◆ OBJECTIVE:
Quote every line as given.
• • • • •
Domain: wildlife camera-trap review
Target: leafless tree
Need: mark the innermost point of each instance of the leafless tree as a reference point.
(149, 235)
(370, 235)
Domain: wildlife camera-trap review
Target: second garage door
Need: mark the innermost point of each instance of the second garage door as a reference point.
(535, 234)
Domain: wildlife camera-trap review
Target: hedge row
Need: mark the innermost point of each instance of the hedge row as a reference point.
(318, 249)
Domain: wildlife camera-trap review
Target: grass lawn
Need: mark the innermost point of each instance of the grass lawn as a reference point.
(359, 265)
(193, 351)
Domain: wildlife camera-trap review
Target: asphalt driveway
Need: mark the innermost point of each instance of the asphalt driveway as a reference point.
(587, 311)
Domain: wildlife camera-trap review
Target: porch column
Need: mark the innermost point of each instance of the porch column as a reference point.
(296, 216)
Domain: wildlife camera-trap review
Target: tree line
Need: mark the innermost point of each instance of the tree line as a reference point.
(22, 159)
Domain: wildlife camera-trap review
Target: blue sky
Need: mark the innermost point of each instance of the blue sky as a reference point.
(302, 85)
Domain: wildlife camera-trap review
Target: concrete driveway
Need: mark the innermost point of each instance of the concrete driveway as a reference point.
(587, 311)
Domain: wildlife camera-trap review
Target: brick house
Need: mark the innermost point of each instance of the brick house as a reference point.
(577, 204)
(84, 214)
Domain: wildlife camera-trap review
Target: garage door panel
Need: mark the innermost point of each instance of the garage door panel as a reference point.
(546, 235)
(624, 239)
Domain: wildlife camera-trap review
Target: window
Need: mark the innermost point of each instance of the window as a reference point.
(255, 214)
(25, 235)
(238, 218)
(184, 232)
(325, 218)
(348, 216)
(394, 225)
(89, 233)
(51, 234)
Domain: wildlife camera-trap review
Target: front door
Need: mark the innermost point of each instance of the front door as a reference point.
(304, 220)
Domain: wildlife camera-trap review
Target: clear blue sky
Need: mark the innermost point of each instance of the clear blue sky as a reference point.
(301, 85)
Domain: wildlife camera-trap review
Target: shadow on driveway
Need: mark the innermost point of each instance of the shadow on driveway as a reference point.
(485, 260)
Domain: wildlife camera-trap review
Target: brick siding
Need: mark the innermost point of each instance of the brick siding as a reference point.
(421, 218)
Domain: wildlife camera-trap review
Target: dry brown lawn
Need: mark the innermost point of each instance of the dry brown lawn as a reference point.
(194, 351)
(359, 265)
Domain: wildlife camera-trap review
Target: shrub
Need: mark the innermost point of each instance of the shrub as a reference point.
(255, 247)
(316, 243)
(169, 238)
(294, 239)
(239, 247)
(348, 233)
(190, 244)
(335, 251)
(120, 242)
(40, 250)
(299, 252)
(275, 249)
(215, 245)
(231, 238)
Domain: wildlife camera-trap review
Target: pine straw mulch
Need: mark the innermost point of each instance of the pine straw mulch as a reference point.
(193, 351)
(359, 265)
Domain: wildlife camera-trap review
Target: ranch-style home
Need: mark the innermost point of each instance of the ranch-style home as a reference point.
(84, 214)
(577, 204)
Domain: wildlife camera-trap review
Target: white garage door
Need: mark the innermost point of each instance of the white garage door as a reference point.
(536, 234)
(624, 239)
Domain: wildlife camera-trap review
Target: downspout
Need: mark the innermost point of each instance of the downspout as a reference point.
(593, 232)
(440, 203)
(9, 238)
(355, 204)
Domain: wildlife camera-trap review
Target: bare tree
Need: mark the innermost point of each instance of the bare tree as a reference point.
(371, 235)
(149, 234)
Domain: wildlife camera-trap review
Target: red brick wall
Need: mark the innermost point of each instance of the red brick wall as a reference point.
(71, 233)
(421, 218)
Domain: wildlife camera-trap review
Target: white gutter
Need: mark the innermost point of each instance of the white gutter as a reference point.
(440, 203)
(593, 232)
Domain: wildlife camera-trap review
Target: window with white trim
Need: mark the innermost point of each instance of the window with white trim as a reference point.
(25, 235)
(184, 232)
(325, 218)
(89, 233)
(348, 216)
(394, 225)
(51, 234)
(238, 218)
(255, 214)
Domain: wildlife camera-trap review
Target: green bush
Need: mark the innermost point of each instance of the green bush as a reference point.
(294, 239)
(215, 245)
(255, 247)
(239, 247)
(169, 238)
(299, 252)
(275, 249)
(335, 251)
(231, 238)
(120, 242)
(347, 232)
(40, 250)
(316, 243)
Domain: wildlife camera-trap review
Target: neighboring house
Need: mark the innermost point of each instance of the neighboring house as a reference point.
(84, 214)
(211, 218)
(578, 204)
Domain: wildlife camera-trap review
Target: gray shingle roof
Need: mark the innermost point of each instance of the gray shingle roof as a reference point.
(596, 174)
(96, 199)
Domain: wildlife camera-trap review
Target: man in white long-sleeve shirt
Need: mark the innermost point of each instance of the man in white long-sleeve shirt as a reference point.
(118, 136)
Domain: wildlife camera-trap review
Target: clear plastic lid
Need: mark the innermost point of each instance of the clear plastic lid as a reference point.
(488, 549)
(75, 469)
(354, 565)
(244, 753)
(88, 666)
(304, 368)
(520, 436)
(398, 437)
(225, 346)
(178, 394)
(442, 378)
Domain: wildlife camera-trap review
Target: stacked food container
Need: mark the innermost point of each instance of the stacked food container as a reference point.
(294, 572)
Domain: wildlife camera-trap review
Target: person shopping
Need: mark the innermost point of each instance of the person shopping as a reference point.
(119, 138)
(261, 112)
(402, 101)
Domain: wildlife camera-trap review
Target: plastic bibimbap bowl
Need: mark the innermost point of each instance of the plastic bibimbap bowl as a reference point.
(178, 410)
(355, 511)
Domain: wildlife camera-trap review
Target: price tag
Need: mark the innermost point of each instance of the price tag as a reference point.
• • • • •
◆ SOLUTION FOR THIS TASK:
Domain: wildlife camera-trap review
Target: leafless tree
Need: mark the innermost point of each instance of the leafless tree as a reference point.
(149, 235)
(370, 235)
Domain: wildlife camera-trap review
Target: second garage door
Need: mark the innermost point of each instance of the second garage door as a reference point.
(535, 234)
Domain: wildlife camera-trap review
Target: hedge row
Need: mark the innermost point of each instance of the hedge row as a reference point.
(318, 249)
Domain: wildlife camera-trap review
Target: grass lawn
Need: mark the innermost point of each instance of the grass lawn as a reference point.
(359, 265)
(193, 351)
Domain: wildlife camera-trap review
Target: asphalt driveway
Need: mark the innermost point of each instance of the asphalt driveway as a reference point.
(587, 311)
Domain: wildlife camera-trap review
Target: porch column
Need: mark the innermost point of each instance of the porch column as a reference point.
(296, 216)
Domain: wildlife camera-trap review
Target: tree line
Need: mark the innermost point of each instance of the tree line as a reference point.
(22, 159)
Domain: wildlife camera-trap review
Target: blue sky
Need: mark the innermost point of each instance of the blue sky as a reference point.
(302, 85)
Domain: wildlife camera-trap review
Target: concrete driveway
Need: mark the innermost point of each instance of the concrete driveway as a reference point.
(587, 311)
Domain: wildlife camera-trap review
Target: brick house
Need: mark the innermost point of each instance of the brick house as a reference point.
(577, 204)
(84, 214)
Domain: wildlife camera-trap review
Target: garage door panel
Need: mark the innermost point of each instance of the garage door panel as a reference point.
(546, 235)
(624, 239)
Domain: wildlife camera-trap review
Target: window
Need: mark the innermost point of each instance of the window as a reference point.
(255, 214)
(25, 235)
(238, 218)
(184, 232)
(325, 218)
(348, 216)
(394, 225)
(89, 233)
(51, 234)
Domain: wildlife camera-trap review
Target: front door
Need: mark the innermost point of each instance of the front door as a reference point.
(304, 220)
Domain: wildlife camera-trap review
Target: clear blue sky
Need: mark the innermost point of each instance of the clear blue sky as a reference point.
(301, 85)
Domain: wildlife camera-trap review
Target: shadow on driveway
Need: mark the innermost point of each instance of the shadow on driveway as a reference point.
(485, 260)
Domain: wildlife camera-trap review
Target: brick siding
Need: mark the innermost point of each instance of the brick siding as a reference point.
(421, 218)
Domain: wildlife camera-trap review
Target: dry brown lawn
Need: mark the innermost point of each instance of the dry brown lawn as a reference point.
(194, 351)
(359, 265)
Domain: wildlife camera-trap review
Target: shrub
Need: mark the innermost point of each instance of the shrub as a reference point.
(255, 247)
(316, 243)
(169, 238)
(294, 239)
(239, 247)
(348, 233)
(190, 244)
(335, 251)
(120, 242)
(40, 250)
(299, 252)
(275, 249)
(215, 245)
(231, 238)
Domain: wildlife camera-trap review
Target: pine straw mulch
Need: mark the innermost point of each instance of the pine straw mulch as a reference point.
(193, 351)
(359, 265)
Domain: wildlife camera-trap review
Target: ranch-style home
Need: mark the innermost point of each instance of the ranch-style home as a reference point.
(84, 214)
(577, 204)
Domain: wildlife camera-trap review
Target: white garage door
Need: mark the innermost point of each instance of the white garage door as a reference point.
(536, 234)
(624, 239)
Domain: wildlife camera-trap review
Target: downspout
Need: mark the innermost point of each instance of the downspout as a reference point.
(593, 232)
(440, 203)
(9, 238)
(355, 204)
Domain: wildlife camera-trap review
Target: bare tree
Need: mark the innermost point of each instance of the bare tree as a reference point.
(371, 235)
(149, 234)
Domain: wildlife camera-trap review
Target: red brick wall
Need: mark the innermost point of each instance of the red brick wall as a reference point.
(71, 233)
(421, 218)
Domain: wildlife camera-trap review
Target: white gutter
Need: mark the innermost point of each instance of the white gutter as a reference point.
(440, 203)
(593, 232)
Domain: wildlife camera-trap review
Target: window with white trim
Need: mark the innermost point of each instance of the window with white trim as a reference point.
(25, 235)
(184, 232)
(325, 218)
(89, 233)
(348, 216)
(394, 225)
(51, 234)
(238, 218)
(255, 214)
Domain: wildlife camera-trap review
Target: green bush
Need: mark the innermost point of each instance of the green bush as a reference point.
(294, 239)
(215, 245)
(255, 247)
(239, 247)
(169, 238)
(299, 252)
(275, 249)
(335, 251)
(231, 238)
(120, 242)
(347, 232)
(40, 250)
(316, 243)
Domain: wildlife camera-trap review
Target: neighboring house
Need: mark the innermost point of each instance of the neighboring house as a reference point.
(84, 214)
(211, 218)
(578, 204)
Domain: wildlife camera-trap review
Target: gray shingle roof
Need: mark the innermost point of each instance of the gray shingle roof as a reference point.
(596, 174)
(96, 199)
Domain: wildlife camera-trap review
Target: man in white long-sleeve shirt
Need: mark the innermost point of each instance of the man in white long-sleeve shirt as a reference point.
(118, 136)
Domain: wildlife camera-trap review
Target: clear plastic lid
Need: mark the innermost point of each instance of the clear plastic lid as a reference point.
(488, 549)
(75, 469)
(354, 565)
(244, 753)
(88, 666)
(304, 368)
(520, 436)
(398, 437)
(225, 346)
(178, 394)
(442, 378)
Domain: wildlife camera-trap review
Target: stacked food container
Need: mark the innermost point of each instance of the stacked food container as a reference point.
(294, 572)
Domain: wildlife camera-trap review
Target: person shopping
Need: mark the innermost point of each instance of the person shopping as a reference point.
(119, 138)
(261, 112)
(402, 101)
Domain: wildlife camera-trap review
Target: plastic bibimbap bowl
Need: mark the innermost point of each instance of the plastic bibimbap bowl as a reference point.
(178, 410)
(355, 511)
Domain: wildlife camera-trap review
Target: price tag
Need: mark the innermost point of each instance of the price tag as a reference point.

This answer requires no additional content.